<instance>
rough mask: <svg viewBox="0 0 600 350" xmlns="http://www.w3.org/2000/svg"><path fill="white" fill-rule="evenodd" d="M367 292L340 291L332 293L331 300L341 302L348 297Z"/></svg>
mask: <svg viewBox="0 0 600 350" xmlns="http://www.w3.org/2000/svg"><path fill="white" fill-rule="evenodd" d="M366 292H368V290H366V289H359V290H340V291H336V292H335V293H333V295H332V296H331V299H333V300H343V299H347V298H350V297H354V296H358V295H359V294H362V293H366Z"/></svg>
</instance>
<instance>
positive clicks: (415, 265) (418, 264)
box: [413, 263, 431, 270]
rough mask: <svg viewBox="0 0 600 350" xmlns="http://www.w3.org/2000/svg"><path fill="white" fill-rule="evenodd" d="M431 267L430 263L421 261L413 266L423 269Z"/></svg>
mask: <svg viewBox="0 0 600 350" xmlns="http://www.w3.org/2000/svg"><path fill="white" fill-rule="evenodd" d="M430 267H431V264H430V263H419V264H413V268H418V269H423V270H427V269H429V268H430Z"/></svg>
...
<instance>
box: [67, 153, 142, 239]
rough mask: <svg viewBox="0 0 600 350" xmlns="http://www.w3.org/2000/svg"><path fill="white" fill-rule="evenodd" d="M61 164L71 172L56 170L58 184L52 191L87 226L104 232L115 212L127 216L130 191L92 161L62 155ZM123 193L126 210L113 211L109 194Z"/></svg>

--- INSTRUCTIONS FOR THE TASK ---
One stretch of the lines above is wanted, from the line that contains "</instance>" through the line that contains "box: [413, 263, 431, 270]". Output it exactly.

--- WRITTEN SOLUTION ---
</instance>
<instance>
positive clicks: (415, 265) (418, 264)
box: [413, 263, 431, 270]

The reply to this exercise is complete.